EXTRAIT À LIRE ▸
⁂
Reconnaissons-le, le relatif discrédit dont souffre l'institution judiciaire en France est loin d'être un phénomène nouveau ou uniquement lié à quelques faits divers. Il se nourrit également de dysfonctionnements spectaculaires, illustrés par la tragique affaire d'Outreau. Il se nourrit de décisions de justice et de procédures mal comprises de nos concitoyens. Il se nourrit, au fond, d'une insuffisante ouverture sur la société de notre institution judiciaire.

S'en tenir à ce constat, c'est pourtant se montrer injuste envers les magistrats et les personnels des tribunaux, qui assurent leurs missions avec une haute idée de la justice, dans des conditions parfois extrêmement difficiles.

S'en tenir à ce constat, c'est également nier l'ampleur des réformes engagées par notre majorité depuis plus de quatre ans pour améliorer le fonctionnement de la justice.

La séparation des pouvoirs et l'indépendance de l'autorité judiciaire, garanties offertes à tout citoyen, ont été confortées avec la fin de la présidence du Conseil supérieur de la magistrature par le Président de la République.

La responsabilité individuelle des juges a été accentuée avec l'ouverture aux justiciables de la possibilité de saisir le CSM du comportement d'un magistrat lorsqu'ils estimeront que celui-ci est susceptible de recevoir une qualification disciplinaire.

La protection des libertés individuelles est aujourd'hui mieux garantie, avec des réformes dont nous commençons à peine à mesurer tous les effets, qu'il s'agisse de la question prioritaire de constitutionnalité, du contrôleur général des lieux de privation de liberté ou encore de la présence de l'avocat dès les premières heures de la garde à vue.

Les moyens de la justice ont augmenté, depuis désormais plus de neuf ans. C'est bien cette majorité qui vote, loi de finances après loi de finances, l'augmentation continue de l'enveloppe budgétaire allouée au ministère de la justice, et ce dans un contexte plus contraint que jamais pour nos finances publiques.

Certes, l'heure ne saurait être aux seuls satisfecit, et considérer que le budget de la justice est aujourd'hui satisfaisant reviendrait à nier l'ampleur des défis qui restent devant nous. Toutefois, il faut le souligner, dans le contexte budgétaire que nous connaissons, augmenter de quelque 2 % les crédits de la justice en 2011 constitue bien un acte politique fort.

Face à ce constat, il s'agit aujourd'hui d'ouvrir de nouvelles voies pour renforcer le lien unissant nos concitoyens à l'institution judiciaire, en permettant notamment à des citoyens assesseurs d'intégrer certaines formations du tribunal correctionnel ou du tribunal de l'application des peines.
⁂
Relevés d'annotation par points

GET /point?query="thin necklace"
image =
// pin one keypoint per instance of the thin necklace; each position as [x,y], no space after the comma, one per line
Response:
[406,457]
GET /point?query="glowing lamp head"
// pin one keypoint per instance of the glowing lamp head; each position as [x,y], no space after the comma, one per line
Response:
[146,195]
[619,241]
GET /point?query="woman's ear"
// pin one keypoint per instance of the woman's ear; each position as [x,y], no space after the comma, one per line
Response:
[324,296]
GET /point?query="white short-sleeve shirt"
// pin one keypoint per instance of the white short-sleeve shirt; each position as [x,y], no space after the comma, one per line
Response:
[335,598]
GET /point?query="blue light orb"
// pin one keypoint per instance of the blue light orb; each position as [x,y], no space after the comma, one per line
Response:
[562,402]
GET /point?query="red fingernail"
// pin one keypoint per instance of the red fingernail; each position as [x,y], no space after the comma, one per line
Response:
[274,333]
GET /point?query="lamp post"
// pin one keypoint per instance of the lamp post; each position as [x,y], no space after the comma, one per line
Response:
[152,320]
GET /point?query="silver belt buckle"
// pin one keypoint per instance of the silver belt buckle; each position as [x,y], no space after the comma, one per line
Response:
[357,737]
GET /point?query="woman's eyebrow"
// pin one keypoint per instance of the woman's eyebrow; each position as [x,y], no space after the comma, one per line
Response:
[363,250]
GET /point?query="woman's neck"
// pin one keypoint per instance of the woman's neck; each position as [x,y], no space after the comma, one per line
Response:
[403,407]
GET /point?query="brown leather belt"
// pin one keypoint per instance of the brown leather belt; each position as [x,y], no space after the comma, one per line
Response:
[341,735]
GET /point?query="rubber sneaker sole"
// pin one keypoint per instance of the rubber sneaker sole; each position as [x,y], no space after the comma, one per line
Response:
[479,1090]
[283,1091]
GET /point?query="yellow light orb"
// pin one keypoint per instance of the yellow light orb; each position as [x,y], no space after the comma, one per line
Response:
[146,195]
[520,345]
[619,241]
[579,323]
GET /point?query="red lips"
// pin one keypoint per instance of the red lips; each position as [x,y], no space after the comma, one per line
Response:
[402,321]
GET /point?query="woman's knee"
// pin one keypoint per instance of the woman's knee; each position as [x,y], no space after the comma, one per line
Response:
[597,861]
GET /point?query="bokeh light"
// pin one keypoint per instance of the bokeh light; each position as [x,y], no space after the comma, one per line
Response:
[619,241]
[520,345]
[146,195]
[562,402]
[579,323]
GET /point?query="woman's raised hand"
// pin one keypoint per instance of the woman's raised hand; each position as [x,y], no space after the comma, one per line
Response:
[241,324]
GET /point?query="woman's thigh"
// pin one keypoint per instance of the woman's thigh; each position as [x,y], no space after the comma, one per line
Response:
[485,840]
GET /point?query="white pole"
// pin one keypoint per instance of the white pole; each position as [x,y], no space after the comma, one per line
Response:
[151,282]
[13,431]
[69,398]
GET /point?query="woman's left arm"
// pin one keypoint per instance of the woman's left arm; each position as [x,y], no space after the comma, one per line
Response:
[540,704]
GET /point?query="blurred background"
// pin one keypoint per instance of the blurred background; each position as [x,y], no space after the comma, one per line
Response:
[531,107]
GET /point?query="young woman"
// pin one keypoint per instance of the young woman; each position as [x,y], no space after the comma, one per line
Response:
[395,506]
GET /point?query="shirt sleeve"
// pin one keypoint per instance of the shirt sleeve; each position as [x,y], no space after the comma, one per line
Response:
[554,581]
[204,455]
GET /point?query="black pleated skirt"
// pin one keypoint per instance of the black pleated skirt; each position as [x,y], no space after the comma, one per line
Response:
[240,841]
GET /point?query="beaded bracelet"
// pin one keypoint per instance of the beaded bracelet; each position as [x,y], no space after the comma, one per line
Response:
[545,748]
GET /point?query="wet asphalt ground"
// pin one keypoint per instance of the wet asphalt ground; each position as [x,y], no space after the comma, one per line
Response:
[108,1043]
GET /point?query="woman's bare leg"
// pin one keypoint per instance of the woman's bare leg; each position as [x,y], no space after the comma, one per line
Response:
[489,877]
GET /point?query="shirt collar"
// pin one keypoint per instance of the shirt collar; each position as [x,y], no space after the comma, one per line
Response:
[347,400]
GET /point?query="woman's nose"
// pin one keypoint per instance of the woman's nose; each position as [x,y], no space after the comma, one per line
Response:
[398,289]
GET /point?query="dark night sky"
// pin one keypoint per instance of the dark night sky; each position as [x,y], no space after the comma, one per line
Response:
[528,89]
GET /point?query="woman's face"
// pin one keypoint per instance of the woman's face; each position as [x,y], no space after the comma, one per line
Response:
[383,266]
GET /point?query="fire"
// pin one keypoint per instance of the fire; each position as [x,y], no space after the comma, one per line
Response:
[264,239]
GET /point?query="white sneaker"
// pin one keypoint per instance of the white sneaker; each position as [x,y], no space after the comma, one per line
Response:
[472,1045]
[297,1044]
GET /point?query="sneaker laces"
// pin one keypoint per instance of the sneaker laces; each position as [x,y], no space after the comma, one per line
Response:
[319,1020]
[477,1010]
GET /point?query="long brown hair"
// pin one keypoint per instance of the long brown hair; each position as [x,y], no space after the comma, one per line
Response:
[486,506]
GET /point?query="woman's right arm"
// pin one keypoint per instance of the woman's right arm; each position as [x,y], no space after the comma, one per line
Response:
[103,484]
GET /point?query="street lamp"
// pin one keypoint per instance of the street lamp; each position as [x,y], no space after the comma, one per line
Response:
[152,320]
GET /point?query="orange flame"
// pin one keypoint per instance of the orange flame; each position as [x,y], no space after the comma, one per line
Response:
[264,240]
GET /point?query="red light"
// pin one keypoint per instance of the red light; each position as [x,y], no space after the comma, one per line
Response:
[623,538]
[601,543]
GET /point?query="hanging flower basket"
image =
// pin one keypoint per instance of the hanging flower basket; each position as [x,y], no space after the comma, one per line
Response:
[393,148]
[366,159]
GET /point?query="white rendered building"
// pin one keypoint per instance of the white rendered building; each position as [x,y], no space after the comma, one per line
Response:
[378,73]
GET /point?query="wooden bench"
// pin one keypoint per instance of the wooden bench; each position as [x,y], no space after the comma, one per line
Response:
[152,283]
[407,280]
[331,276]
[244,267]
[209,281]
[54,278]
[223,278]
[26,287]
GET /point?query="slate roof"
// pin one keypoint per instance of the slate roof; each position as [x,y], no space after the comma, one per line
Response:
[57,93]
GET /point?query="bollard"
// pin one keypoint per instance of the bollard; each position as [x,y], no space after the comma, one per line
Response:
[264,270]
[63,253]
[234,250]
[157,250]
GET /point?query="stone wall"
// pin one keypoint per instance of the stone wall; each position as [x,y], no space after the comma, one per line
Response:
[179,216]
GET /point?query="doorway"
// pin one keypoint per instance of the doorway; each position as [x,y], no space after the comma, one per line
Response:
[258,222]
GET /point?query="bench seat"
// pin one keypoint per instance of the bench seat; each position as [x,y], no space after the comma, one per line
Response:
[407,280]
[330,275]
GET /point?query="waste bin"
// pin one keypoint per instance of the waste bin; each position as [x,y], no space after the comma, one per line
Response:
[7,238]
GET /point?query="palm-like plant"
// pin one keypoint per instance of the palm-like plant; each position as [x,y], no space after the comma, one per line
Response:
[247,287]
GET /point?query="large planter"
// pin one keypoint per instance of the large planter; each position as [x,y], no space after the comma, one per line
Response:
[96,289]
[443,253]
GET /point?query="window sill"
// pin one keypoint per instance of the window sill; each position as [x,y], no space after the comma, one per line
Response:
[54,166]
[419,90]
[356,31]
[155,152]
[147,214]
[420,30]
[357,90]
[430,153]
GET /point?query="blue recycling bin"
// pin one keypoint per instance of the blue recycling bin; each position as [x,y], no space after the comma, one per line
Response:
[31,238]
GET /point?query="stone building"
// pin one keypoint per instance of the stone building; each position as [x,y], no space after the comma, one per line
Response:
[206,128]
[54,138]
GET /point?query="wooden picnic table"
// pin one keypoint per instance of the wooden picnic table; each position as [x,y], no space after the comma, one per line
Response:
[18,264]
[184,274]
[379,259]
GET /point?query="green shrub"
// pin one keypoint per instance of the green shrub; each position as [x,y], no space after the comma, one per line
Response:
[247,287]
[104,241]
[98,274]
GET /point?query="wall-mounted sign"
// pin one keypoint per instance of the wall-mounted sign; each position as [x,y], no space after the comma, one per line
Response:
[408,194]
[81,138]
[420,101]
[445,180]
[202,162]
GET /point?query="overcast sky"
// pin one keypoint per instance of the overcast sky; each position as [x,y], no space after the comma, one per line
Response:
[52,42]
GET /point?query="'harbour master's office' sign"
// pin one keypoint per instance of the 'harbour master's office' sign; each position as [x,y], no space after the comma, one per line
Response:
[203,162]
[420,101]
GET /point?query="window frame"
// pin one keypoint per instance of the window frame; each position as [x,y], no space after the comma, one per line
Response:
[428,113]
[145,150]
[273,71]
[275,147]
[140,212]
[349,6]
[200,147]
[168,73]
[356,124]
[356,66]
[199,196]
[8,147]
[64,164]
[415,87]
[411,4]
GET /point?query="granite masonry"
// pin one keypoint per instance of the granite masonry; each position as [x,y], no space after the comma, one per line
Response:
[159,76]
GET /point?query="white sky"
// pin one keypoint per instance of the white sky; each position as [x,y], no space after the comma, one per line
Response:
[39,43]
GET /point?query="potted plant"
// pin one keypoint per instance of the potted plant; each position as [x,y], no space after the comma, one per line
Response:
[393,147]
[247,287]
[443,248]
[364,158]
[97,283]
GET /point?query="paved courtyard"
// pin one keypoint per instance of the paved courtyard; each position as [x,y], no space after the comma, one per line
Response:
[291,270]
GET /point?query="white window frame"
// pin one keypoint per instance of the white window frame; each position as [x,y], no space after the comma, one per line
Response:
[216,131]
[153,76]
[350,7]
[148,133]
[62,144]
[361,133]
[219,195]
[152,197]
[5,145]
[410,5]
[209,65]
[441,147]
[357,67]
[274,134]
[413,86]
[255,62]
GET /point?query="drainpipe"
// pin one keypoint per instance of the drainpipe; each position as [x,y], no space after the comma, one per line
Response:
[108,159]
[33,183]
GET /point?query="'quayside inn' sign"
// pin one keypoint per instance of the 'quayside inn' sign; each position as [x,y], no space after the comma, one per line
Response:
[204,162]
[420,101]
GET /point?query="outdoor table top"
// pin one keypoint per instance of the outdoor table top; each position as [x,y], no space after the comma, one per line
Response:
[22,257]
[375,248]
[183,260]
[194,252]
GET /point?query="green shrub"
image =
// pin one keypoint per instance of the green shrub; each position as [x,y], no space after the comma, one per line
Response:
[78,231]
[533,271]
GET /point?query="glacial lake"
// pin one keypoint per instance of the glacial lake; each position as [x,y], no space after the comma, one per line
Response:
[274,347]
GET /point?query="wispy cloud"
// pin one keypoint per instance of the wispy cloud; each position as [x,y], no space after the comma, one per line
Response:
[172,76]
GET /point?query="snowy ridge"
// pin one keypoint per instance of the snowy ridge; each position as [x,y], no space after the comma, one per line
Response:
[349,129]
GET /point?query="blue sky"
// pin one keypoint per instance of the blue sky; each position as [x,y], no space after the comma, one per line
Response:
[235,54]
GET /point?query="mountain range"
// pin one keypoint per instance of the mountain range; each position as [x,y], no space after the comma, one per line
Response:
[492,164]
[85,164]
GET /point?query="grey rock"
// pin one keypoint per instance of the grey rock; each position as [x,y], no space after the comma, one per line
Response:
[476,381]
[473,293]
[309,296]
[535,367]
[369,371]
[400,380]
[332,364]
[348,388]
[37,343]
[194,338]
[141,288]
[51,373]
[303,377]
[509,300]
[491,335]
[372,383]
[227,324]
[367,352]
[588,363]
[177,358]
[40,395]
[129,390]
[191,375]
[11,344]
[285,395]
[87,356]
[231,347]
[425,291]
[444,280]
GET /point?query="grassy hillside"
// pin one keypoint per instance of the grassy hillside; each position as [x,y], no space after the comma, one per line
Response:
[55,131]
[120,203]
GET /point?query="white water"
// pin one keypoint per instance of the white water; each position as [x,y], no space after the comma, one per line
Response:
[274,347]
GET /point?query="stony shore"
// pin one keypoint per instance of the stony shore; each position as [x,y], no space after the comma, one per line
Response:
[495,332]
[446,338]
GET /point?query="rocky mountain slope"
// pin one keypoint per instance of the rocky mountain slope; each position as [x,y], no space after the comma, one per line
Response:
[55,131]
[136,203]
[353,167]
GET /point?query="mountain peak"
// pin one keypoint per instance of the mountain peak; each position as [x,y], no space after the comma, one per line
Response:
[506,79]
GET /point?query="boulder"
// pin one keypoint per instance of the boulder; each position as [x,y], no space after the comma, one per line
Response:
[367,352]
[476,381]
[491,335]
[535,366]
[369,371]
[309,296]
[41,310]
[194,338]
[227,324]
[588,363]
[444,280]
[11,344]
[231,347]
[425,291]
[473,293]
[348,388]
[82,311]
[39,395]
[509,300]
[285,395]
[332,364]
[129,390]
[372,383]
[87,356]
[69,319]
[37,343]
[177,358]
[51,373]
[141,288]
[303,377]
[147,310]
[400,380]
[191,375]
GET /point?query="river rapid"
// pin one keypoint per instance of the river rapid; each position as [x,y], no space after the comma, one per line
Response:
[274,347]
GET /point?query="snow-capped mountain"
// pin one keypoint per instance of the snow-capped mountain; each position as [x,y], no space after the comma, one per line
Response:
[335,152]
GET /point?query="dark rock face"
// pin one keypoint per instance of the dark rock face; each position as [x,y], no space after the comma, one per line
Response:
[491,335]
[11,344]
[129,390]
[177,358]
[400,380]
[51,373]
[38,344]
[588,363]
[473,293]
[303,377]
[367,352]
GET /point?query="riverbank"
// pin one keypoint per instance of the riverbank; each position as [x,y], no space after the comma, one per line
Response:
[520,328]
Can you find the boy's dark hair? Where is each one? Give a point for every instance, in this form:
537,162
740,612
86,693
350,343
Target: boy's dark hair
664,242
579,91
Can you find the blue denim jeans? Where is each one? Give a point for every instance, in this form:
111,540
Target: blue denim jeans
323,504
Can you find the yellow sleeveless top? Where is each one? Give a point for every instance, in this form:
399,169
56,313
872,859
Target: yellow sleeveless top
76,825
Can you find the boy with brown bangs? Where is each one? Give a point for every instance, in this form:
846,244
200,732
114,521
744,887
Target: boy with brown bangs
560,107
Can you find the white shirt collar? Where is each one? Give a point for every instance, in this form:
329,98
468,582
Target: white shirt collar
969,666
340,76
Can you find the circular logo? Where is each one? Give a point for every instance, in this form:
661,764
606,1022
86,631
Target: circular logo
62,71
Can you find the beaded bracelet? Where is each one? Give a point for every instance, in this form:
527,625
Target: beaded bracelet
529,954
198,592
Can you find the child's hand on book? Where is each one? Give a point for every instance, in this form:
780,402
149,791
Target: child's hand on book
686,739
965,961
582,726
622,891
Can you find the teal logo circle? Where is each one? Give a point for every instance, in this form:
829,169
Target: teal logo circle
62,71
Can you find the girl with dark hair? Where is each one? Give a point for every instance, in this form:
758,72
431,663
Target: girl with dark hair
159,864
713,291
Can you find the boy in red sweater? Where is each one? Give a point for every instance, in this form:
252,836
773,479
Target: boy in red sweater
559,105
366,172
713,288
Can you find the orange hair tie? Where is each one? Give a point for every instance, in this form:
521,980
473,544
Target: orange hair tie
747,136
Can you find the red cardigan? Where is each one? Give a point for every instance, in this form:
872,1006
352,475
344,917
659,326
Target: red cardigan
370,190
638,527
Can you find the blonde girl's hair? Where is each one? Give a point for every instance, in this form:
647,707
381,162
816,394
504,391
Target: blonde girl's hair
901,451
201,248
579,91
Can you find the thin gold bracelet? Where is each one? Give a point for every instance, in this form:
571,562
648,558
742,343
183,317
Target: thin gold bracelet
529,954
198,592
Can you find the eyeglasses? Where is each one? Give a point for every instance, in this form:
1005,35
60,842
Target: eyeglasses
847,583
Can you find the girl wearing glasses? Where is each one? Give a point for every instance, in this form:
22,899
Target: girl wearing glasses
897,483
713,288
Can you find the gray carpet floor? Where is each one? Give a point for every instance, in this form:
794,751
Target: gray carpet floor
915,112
⁂
CONSIGNE ▸
Poursuivez le texte sur l'institution judiciaire à partir de sa dernière phrase.

RÉPONSE ▸
Face au déluge de critiques, d'ailleurs parfois contradictoires, que cette initiative a pu susciter à gauche de l'hémicycle, je voudrais pour ma part en saluer le principe. Le développement de la participation citoyenne au fonctionnement de la justice pénale constitue pour nous l'un des plus sûrs moyens de garantir la légitimité aux yeux de l'opinion de certaines décisions de justice, tout en donnant à nos compatriotes l'occasion d'accomplir un véritable acte citoyen, au service de tous.

Je veux, au nom des députés centristes, saluer l'équilibre du projet de loi. Les citoyens assesseurs ne jugeront pas l'ensemble des délits pouvant être soumis aux tribunaux correctionnels, mais seulement certains parmi les plus graves, en l'espèce les atteintes aux personnes passibles d'une peine d'emprisonnement d'au moins cinq ans.

Si nous pouvons nous fixer, à moyen terme, l'objectif d'étendre la compétence de la formation citoyenne du tribunal correctionnel à l'ensemble des délits, il n'en demeure pas moins que l'objectif porté par le projet de loi nous semble en l'état tout à fait sage et mesuré, comme l'est, du reste, le choix de recourir à l'expérimentation, ainsi que le permet désormais notre cadre constitutionnel.

Si des questions restent en suspens – je pense notamment à l'allégement de certaines procédures devant les cours d'assises –, il importe que l'examen de ce projet de loi soit également pour nous l'occasion de combler l'ensemble des fossés qui continuent de séparer la justice de nos concitoyens.

Je voudrais, dans cette perspective, saluer l'initiative prise de motiver les arrêts rendus par les cours d'assises. Si symbolique qu'elle puisse paraître, cette mesure n'en constitue pas moins, en réalité, une avancée majeure, pour nos concitoyens, d'abord, mais aussi et surtout pour les victimes et les parties civiles, chez qui cette absence de motivation fait souvent le lit d'une incompréhension et d'une frustration extrêmes.

Ce projet de loi est également l'occasion de lutter contre la correctionnalisation, c'est-à-dire la requalification en simples délits de crimes appelant pourtant une sanction plus sévère. Non seulement cette pratique dévoie l'esprit dans lequel devrait être rendue la justice en sous-évaluant le préjudice subi tant par la victime que par l'ensemble de la société, mais elle est aussi facteur d'une grave rupture d'égalité des citoyens devant la justice, puisqu'elle permet à deux crimes identiques d'être jugés et réprimés différemment selon les départements où ils ont été commis.

La sévérité de la réponse pénale est devenue fonction du seul degré d'encombrement de la cour d'assises compétente. Ce n'est pas acceptable. Nous avons proposé, au cours de la discussion, d'y revenir.

Enfin, je voudrais évoquer un dernier sujet, qui contribue lui aussi à affaiblir le lien entre magistrats et justiciables. Je pense à la durée – souvent plusieurs années – que prennent certaines procédures pour aboutir devant les juridictions pénales. Ces délais excessifs sont insupportables pour les victimes réduites à l'attente, et ils tendent également à accréditer l'idée d'une certaine impunité dont bénéficieraient dans notre pays les auteurs d'infractions.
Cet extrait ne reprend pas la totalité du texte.